- TAREAS DEL EJERCICIO -
A – Responda a estas preguntas sobre el texto acerca de «Don Álvaro o la fuerza del sino»:
(i) ¿Quién escribió la obra?
(ii) ¿A qué ciudad ha llegado don Álvaro?
(iii) ¿Adónde ha trasladado el marqués de Calatrava a su hija?
B – Enumere todos los nombres de lugares que aparecen en el texto acerca de «Don Álvaro o la fuerza del sino».
C – Prosiga el texto acerca de «Don Álvaro o la fuerza del sino» desde el punto en que termina.

Santander, 11 de febrero de 2.020
El estreno en 1.835 de “Don Álvaro o la
fuerza del sino” -escrita por el duque de Rivas-, supuso el triunfo definitivo
del Romanticismo en el teatro español. Las acciones violentas y el costumbrismo
se suceden trepidantemente de la mano del hado que conduce al heróico
protagonista hasta su propia destrucción…
Don Álvaro, un indiano rico, recién
llegado a Sevilla, de buenísimos modales: formal, generoso, valiente…, llora el
mal fin de sus amores. El marqués de Calatrava, un viejo ruin y roñoso, le ha negado
la mano de su hija y, con el fin de distraerla, ha trasplantado a la pobre
niña, linda y salada, a su hacienda de Aljarafe.
¡Infeliz de
mí! ¡Dios mío!
¿Por qué un
amoroso padre,
que por mí
tanto desvelo
tiene, y
cariño tan grande,
se ha de
oponer tenazmente
(¡ay, el alma se
me parte!)
a que yo
dichosa sea
y pueda feliz
llamarme?
¿Cómo, quien
tanto me quiere,
puede tan cruel
mostrarse?
Por su amado don Álvaro, la dulce Leonor va
a abandonar su casa y su familia: su padre y sus hermanos. Con gran secreto, todo
preparado, en San Juan de Alfarache, ha dejado don Álvaro...

- ENTRADAS DEL CONJUNTO -
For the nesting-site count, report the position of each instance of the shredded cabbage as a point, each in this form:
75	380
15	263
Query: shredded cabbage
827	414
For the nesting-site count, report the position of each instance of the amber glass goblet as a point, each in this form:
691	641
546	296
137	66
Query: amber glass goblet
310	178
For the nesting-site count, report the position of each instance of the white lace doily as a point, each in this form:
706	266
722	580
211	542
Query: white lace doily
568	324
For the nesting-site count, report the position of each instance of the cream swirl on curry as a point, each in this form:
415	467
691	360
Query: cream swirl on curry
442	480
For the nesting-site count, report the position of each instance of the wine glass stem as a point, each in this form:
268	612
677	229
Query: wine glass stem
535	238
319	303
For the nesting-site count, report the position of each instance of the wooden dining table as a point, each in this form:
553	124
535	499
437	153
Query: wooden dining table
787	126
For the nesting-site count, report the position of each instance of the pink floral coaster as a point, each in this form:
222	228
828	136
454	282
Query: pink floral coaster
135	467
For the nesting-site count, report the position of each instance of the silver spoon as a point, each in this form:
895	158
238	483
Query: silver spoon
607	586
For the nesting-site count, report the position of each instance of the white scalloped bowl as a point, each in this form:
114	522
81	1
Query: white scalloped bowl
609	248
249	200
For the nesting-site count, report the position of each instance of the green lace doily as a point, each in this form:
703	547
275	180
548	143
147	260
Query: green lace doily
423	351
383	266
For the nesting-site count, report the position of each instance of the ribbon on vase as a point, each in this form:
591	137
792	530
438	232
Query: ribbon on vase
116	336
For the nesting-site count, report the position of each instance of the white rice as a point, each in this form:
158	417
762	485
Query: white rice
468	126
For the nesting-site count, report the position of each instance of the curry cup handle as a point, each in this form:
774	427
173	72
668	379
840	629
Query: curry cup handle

- LISTA DE RESPUESTAS -
A –
(i) El duque de Rivas.
(ii) A Sevilla.
(iii) A su hacienda de Aljarafe.

B – Santander, Sevilla, Aljarafe, San Juan de Alfarache.

C –
El sacerdote
en el altar espera;
Dios nos
bendecirá desde su esfera
y, cuando el
nuevo sol en el Oriente
la regia pompa
de su trono ostente,
yo tu esposo
seré; tú, esposa mía.
Pero a la dulce niña le asaltan las dudas
y le falta resolución…
¿Qué te agita
y te turba de tal modo?
Dios no
permita que,
por debilidad
en tal momento
sigas mis
pasos y mi esposa seas:
¡renuncio a tu
palabra y tu juramento!
-¡Resuelta estoy! -exclama doña Leonor-. ¡Vamos! ¡Sí,
vamos!
-¡Vamos! ¡Vamos! No perdamos ni un instante… -le apremia don Álvaro.
El asunto se trafulca y la fuga se
complica. Irrumpe en su hacienda el marqués gritando: “¡Vil seductor! ¡Hija
infame!”. Don Álvaro ensalza la pureza de su amada y poniendo rodilla en
tierra espera resignado el golpe certero que concluya con su muerte. Lanza,
entonces, su pistola al suelo, pero esta, al caer, se dispara, hiriendo
mortalmente al que debiera haberse convertido en su suegro, que cae moribundo
en brazos de su hija.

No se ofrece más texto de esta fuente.